● **Extracted information**

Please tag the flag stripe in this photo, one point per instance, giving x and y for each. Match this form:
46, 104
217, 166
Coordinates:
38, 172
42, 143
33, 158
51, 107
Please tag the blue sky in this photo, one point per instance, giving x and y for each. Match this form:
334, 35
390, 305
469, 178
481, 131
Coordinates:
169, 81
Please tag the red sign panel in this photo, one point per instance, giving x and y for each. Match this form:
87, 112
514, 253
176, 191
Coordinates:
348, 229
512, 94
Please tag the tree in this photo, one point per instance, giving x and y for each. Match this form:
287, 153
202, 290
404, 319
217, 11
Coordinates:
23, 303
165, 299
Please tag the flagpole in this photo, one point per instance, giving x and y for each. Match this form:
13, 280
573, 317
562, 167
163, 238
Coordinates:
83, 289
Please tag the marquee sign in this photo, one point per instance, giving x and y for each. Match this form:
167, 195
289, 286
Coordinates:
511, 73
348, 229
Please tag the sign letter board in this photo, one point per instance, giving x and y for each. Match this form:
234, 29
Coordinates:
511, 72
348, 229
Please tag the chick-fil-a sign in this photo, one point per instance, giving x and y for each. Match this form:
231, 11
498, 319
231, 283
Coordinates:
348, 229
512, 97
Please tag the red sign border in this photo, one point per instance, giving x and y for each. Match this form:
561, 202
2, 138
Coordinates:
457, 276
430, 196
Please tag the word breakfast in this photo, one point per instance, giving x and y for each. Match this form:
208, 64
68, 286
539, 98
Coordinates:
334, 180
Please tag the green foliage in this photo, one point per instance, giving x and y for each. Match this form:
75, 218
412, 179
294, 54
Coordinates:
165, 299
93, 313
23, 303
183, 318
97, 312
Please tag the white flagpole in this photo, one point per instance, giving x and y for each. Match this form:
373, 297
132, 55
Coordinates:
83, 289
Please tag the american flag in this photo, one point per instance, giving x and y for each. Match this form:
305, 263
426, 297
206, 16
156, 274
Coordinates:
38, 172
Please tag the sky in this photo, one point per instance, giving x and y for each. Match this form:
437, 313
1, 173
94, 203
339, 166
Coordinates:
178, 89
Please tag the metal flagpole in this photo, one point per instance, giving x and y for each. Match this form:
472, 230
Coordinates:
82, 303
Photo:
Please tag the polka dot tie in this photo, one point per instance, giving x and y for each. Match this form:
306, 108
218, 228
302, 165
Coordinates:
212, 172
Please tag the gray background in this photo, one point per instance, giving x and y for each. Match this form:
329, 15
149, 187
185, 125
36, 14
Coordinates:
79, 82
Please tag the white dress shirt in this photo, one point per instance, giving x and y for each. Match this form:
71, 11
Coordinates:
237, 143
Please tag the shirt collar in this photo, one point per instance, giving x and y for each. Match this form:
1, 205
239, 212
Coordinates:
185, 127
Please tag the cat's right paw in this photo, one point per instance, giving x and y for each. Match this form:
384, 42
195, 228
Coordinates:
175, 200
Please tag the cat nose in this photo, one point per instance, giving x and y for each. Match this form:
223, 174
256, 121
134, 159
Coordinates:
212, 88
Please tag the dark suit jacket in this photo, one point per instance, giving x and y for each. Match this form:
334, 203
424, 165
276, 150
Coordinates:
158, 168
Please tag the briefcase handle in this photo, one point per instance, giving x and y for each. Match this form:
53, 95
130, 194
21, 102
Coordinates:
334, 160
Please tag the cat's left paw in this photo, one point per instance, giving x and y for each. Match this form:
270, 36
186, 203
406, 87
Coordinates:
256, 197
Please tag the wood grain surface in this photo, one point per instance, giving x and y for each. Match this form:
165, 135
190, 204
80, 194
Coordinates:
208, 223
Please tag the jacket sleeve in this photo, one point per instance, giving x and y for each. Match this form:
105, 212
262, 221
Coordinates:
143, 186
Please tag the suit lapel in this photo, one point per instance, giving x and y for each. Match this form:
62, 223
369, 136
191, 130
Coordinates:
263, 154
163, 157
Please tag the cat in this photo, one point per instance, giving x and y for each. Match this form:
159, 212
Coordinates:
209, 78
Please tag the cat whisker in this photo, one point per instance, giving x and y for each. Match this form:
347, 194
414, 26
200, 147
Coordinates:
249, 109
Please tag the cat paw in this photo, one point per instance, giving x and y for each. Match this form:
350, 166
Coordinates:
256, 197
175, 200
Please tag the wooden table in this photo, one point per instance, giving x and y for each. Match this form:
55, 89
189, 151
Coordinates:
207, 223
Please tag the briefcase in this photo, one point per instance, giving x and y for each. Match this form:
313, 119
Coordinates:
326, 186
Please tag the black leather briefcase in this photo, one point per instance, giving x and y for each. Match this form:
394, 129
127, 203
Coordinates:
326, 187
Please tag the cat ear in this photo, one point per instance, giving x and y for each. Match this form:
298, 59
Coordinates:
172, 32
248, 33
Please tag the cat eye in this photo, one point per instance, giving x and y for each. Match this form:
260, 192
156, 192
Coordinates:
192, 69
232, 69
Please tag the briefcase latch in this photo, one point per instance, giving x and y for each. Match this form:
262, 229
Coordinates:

● **Task prompt**
Check each line of the data above, and please copy the ones in which the string "jacket" occurs.

● **Output below**
Please tag the dark suit jacket in this photo, one point per instance, giving x and y for each. Match this form:
Please tag the jacket sleeve in this photo, one point per instance, giving x and y for each. Match this form:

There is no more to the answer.